Directions -
Extract the data exactly, missing nothing.

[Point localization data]

===

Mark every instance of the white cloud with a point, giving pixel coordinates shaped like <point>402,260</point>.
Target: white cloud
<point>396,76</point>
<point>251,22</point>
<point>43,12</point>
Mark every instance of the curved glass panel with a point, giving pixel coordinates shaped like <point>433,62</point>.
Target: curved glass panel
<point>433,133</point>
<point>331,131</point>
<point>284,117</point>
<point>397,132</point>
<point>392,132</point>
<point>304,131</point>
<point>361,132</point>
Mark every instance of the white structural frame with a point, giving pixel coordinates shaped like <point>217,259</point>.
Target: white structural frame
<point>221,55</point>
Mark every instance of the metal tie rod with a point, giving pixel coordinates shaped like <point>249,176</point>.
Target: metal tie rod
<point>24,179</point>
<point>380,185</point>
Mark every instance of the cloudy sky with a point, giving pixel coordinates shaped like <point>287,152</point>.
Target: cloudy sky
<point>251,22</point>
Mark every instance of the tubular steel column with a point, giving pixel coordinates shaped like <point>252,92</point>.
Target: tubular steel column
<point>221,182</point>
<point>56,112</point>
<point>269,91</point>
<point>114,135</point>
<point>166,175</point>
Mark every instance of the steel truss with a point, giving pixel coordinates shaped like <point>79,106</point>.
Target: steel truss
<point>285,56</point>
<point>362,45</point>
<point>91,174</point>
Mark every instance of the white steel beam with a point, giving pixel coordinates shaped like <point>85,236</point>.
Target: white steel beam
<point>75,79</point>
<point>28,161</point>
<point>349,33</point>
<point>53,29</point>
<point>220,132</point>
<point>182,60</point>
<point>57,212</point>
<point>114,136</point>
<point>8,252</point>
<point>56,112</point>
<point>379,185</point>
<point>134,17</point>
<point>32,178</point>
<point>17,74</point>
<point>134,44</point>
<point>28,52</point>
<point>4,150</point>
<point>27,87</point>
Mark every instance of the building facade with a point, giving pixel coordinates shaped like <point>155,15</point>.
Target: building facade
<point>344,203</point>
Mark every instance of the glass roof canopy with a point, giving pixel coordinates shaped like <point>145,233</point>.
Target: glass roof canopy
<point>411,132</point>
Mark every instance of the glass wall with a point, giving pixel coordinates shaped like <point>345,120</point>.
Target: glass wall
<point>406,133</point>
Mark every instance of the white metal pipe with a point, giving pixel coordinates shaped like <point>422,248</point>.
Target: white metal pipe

===

Answer section -
Mark every instance of the white cloud with a point, giving pixel coordinates shaped like <point>402,260</point>.
Target: white cloud
<point>396,76</point>
<point>251,22</point>
<point>43,12</point>
Mark every instance of the curved glass panel with a point, giving pixel coordinates shaped like <point>433,62</point>.
Target: curved glass panel
<point>433,133</point>
<point>331,131</point>
<point>284,117</point>
<point>397,132</point>
<point>392,132</point>
<point>304,131</point>
<point>361,132</point>
Mark every instance of the white structural frame with a point, giving pixel coordinates shaped like <point>217,259</point>.
Target: white structural frame
<point>221,55</point>
Mark every instance of the metal tie rod with a point, giving pixel coordinates shaped like <point>249,176</point>.
Target: metal tie rod
<point>24,179</point>
<point>380,185</point>
Mark every instance of the cloudy sky with a point, giving pixel coordinates shaped like <point>287,152</point>.
Target: cloudy sky
<point>251,22</point>
Mark every instance of the tubular steel column with a point, giving pixel coordinates shaped like <point>252,92</point>.
Target: tubular steel column
<point>221,182</point>
<point>56,112</point>
<point>269,91</point>
<point>114,135</point>
<point>166,175</point>
Mark every instance of the steel truss with a point, giving pixel coordinates shaped like <point>79,106</point>.
Target: steel truss
<point>285,56</point>
<point>362,45</point>
<point>91,174</point>
Mark every instance of the white steel beam with a point, giving pixel coordinates shaped like <point>85,236</point>.
Target: white steel beam
<point>75,79</point>
<point>28,161</point>
<point>349,33</point>
<point>53,29</point>
<point>220,132</point>
<point>182,60</point>
<point>57,212</point>
<point>114,136</point>
<point>8,252</point>
<point>56,112</point>
<point>379,185</point>
<point>134,17</point>
<point>32,178</point>
<point>17,74</point>
<point>134,44</point>
<point>28,52</point>
<point>4,150</point>
<point>27,87</point>
Mark every instance of the building facade with a point, giving pixel coordinates shaped like <point>155,15</point>.
Target: building facade
<point>344,203</point>
Mark every instance of the glass roof canopy with a point, giving pixel coordinates shaped like <point>145,233</point>.
Target: glass roof canopy
<point>411,132</point>
Mark every instance of the glass wall with a point, giving pixel coordinates shaped like <point>345,120</point>.
Target: glass wall
<point>406,133</point>
Mark every instance of the white metal pipe with a point, giving pixel coordinates shaped like <point>422,248</point>.
Target: white metal pipe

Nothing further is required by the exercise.